#### Provided records:
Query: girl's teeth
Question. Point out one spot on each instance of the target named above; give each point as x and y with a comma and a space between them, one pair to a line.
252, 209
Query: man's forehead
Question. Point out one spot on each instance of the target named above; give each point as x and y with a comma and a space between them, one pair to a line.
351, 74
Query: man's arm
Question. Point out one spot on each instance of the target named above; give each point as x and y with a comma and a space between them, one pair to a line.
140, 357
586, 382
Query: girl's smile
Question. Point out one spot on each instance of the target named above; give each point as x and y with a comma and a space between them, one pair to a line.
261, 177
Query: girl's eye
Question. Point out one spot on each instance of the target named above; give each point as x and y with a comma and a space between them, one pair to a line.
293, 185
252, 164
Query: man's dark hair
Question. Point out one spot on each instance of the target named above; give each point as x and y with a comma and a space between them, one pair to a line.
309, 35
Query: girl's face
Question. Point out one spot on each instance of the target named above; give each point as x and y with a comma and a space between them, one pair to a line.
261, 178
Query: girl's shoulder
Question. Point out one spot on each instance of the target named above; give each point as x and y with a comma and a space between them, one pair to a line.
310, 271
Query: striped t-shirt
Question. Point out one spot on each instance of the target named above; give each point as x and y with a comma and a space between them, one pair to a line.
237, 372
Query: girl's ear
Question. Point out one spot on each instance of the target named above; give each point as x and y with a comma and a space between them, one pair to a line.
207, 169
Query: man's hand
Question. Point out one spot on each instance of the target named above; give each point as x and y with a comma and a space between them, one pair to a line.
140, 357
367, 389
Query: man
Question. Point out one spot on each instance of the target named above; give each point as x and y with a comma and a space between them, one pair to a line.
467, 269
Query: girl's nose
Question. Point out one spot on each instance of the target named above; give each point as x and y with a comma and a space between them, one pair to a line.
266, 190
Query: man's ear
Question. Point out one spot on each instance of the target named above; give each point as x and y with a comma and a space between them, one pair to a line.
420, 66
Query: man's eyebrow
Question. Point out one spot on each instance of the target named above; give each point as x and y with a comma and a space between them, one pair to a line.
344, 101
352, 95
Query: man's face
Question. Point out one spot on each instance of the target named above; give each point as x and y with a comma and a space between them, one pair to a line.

#### Stated task:
Give again, without any change, the lines of the material from the one containing "Query: man's eyebrow" through the end of the material.

#### Output of the exercise:
Query: man's eyebrow
Question. Point out one spot on each instance of the target named above; give each point as x and y with a comma and a space between them, one pair to a line.
344, 101
352, 95
Query: man's face
Question. Point out one spot on each instance of the target named above; give each point as x and y with a comma and a space between them, one pair to a line.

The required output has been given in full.